[Task to carry out]
Copy out all the records below with every "captured frame" replaced by "live camera frame" and nothing else changed, leaving out the pictures.

[Supplied entries]
++++
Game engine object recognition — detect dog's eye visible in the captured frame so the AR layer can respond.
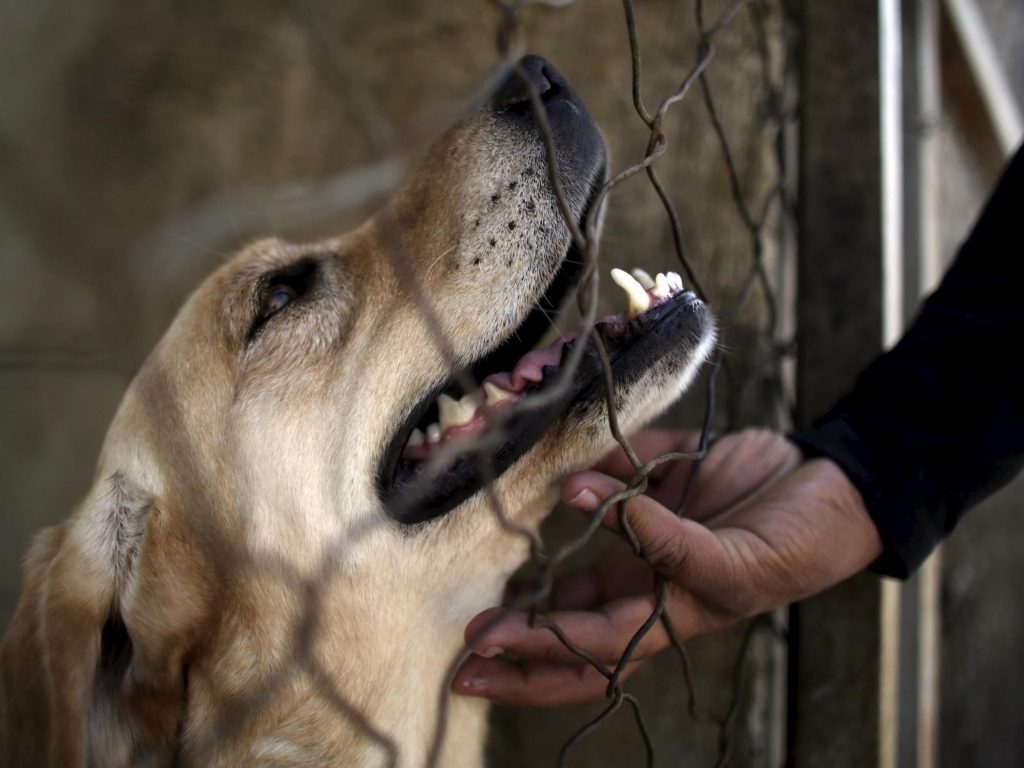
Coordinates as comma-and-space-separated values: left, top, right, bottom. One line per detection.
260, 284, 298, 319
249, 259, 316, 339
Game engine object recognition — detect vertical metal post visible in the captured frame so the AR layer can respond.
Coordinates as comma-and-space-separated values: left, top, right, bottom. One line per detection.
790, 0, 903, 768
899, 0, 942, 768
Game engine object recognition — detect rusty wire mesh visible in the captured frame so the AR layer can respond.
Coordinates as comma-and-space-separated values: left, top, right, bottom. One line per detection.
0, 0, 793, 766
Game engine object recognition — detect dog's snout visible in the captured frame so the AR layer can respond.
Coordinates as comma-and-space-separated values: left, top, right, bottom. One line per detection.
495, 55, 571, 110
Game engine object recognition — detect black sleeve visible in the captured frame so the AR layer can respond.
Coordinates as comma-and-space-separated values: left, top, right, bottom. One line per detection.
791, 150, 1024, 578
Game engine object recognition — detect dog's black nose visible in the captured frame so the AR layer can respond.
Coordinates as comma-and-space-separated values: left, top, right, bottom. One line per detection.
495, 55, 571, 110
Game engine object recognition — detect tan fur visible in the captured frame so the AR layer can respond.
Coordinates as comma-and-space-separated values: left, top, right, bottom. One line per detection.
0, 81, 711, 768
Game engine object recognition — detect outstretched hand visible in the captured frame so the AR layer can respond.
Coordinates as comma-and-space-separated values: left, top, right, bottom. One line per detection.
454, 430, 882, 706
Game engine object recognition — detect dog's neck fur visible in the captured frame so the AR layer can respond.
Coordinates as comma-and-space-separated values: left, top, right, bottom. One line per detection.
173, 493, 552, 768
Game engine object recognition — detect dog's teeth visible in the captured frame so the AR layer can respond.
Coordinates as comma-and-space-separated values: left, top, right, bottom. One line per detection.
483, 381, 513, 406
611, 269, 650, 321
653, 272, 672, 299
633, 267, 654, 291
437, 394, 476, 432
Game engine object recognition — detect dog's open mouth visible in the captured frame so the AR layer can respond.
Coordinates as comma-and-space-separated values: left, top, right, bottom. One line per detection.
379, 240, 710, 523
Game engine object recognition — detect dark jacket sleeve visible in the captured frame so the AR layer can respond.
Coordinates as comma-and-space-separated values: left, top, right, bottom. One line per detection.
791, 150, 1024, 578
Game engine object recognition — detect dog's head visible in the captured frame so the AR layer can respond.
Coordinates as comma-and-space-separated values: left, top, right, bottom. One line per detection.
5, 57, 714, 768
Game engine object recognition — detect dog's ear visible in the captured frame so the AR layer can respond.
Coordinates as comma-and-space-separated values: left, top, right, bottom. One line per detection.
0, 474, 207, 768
++++
[Solution]
Game engine object recognition — detect dog's eye visible in the live camera frame so the AR layer can respond.
Coordinates as comma-and-space-separated values: left, top, right, bottom. One line per detection.
260, 284, 298, 319
249, 259, 316, 339
Game engine object recognition — detect vertical metal post visible in the live camera frame so the AR layer can respond.
Coordinates as comma-and-space-separated values: left, top, right, bottom. One line per detection.
790, 0, 903, 768
899, 0, 942, 768
Game engine object recognition — detect rusty wire mesh visible in the live camera frame so the AR layer can respond.
Coordinates as comma-and-space-separated values: left, top, right, bottom. One line per detection.
0, 0, 793, 766
Game engine object recognition — detect dog's snout visible in the live camera frame so the AR layer can respond.
Coordinates as comma-and-space-separated values: left, top, right, bottom. One line per detection.
495, 55, 571, 110
Game engine object recognition — detect black sleeve visible in the live camera frame so the AR layer can respond.
Coordinates as comma-and-space-separated values: left, top, right, bottom. One line per detection.
791, 150, 1024, 578
Game engine object recognition — detect dog's black nose visible in the live camera frame so the AR layer can respond.
Coordinates as comma-and-space-separated values: left, top, right, bottom. One line per detection.
495, 55, 571, 110
Game engine object recognition — detect tan fur visible in the live camera frame so the AR layer can respond.
Coordinates as comma-and-space-separated values: left, top, right, bottom. One line per detection.
0, 81, 711, 768
Game engine object recognition — detect outstretched hand visible in the live camera frame so the AR layer can respond.
Coordinates as comma-and-space-separated values: left, top, right, bottom. One line per detection.
454, 430, 882, 706
Game engine object recognition — detect dog's neck fur visible in the live camera frame so the AR layer can respond.
Coordinates as comma-and-space-separated values: left, top, right, bottom. One line per detection.
173, 493, 552, 768
Game engine object recognition — detect dog's teeth visible in the live camera frame so the AR layer can respond.
Coordinates as comma-and-space-separated values: left, top, right, bottom. One line per detection.
483, 381, 513, 406
611, 269, 650, 321
653, 272, 672, 299
633, 267, 654, 291
437, 394, 476, 432
Game engine object recognition — detect dog's open mouth visible in the live camera frame so the AR layer can respond.
Coordinates as comma-and-space-separated values: left, top, right, bottom. One line per detection.
379, 240, 710, 523
Game engine object recognition — detect dark jacket sleeve visible in the live camera frame so the AR layer can respond.
Coordinates as comma-and-space-separated values: left, top, right, bottom. One line per detection.
791, 150, 1024, 578
Game engine object recognition — detect dog's head visible in the live camera frame so the AR layer can respond.
Coordinates as comma-and-space-separated values: left, top, right, bottom. One line per detection.
5, 57, 714, 768
Game engine object recognition — detect dog's ear visible in the live camera frame so the AR layer can respond.
Coordinates as comma-and-space-separated values: left, top, right, bottom. One line per detection.
0, 474, 207, 768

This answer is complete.